● **Material shown**:
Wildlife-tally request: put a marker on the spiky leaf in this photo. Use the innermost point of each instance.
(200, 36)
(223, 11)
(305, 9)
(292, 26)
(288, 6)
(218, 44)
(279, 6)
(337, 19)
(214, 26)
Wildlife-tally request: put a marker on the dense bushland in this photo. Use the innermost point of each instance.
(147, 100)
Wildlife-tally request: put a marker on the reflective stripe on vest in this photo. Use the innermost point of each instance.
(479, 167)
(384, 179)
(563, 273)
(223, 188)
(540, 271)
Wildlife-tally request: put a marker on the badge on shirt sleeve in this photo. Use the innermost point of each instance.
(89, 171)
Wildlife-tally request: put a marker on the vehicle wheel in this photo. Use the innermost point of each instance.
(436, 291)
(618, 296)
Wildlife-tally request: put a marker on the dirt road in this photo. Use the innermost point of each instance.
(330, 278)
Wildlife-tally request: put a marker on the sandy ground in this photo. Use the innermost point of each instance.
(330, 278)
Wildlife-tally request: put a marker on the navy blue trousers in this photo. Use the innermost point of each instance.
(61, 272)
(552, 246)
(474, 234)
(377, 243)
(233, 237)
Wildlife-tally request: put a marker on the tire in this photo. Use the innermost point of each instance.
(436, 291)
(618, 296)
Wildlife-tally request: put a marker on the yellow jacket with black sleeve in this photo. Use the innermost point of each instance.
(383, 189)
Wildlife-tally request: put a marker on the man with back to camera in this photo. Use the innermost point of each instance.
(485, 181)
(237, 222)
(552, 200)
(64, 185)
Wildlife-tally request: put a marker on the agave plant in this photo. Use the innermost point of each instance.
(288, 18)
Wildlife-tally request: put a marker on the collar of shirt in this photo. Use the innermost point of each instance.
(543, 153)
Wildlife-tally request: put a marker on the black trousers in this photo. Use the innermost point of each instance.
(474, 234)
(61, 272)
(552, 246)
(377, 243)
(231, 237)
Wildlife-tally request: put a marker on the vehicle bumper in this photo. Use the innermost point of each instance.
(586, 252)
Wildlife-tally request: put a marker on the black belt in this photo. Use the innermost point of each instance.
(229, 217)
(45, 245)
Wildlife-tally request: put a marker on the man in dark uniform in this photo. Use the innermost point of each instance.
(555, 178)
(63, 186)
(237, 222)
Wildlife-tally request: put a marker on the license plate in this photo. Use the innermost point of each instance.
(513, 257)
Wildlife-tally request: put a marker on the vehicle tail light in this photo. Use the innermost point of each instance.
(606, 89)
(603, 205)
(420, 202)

● **Task to complete**: Output the records above precisely.

● **Output**:
Wildlife-tally request: put a marker on the spiky leaf in this photo. Use the innermost point of each instance.
(200, 36)
(223, 11)
(305, 9)
(292, 26)
(288, 6)
(218, 44)
(279, 6)
(337, 19)
(214, 26)
Wildlife-tally request: put a marker on the dense bushland in this photo. Use the innermost point of each instance.
(147, 100)
Wildlife-tally request: put a marker on the reflective stripe on vest in this photo. Use the innermost point of each instance.
(479, 167)
(384, 179)
(563, 273)
(223, 188)
(540, 271)
Wildlife-tally request: put a marker on the badge on shirt sleeve in this photo. Use the innermost point of each instance.
(89, 171)
Wildlife-tally request: put a marker on the vehicle wheel in this photo. Use the innermost point of each instance.
(436, 291)
(618, 296)
Wildlife-tally request: put a marker on the dirt road in this photo. Use the innermost point of each instance.
(330, 278)
Wildlife-tally request: put a marker on the sandy ground in this photo. Use the innermost point of each instance.
(330, 278)
Wildlife-tally request: put a marker on the navy blue trousers in this photo. Use the innermost point of each instance.
(61, 272)
(552, 246)
(474, 234)
(377, 243)
(233, 237)
Wildlife-tally request: put a marker on the tire in this photo. Use the innermost point of each instance.
(436, 291)
(618, 296)
Wildlife-tally request: put a marker on the yellow jacket with black sleeve in this photo. Use the innermost point of each instance.
(383, 189)
Wildlife-tally request: put a marker on the man with back to camera in this photo. Use the innermost point of each instance.
(485, 181)
(237, 222)
(552, 200)
(64, 185)
Wildlife-tally request: put a marker on the agave plant in this photo. Use the innermost point of each instance.
(288, 18)
Wildlife-tally request: put a marker on the collar of shirt in this photo. Use the innermost point of each instance.
(543, 153)
Wildlife-tally request: put a marker on the black trousers in this photo. Use the innermost point of each instance.
(474, 234)
(61, 272)
(552, 246)
(377, 243)
(231, 237)
Wildlife-tally request: put a marker on the vehicle bumper in this photo. Use the innermost point of each instance.
(586, 252)
Wildlife-tally request: put a marker on the black belt in this photo. Use the innermost point of each instance.
(229, 217)
(45, 245)
Wildlife-tally request: put a marker on the man in dark uniform in this photo. Use the innermost point of each instance.
(555, 178)
(63, 186)
(237, 222)
Wildlife-tally request: put a marker on the license plate in this photo. Use the innermost point of each instance.
(513, 257)
Wildlife-tally request: put a marker on the vehicle tail light in this photo. Use the innermost point of each instance.
(606, 89)
(603, 205)
(420, 202)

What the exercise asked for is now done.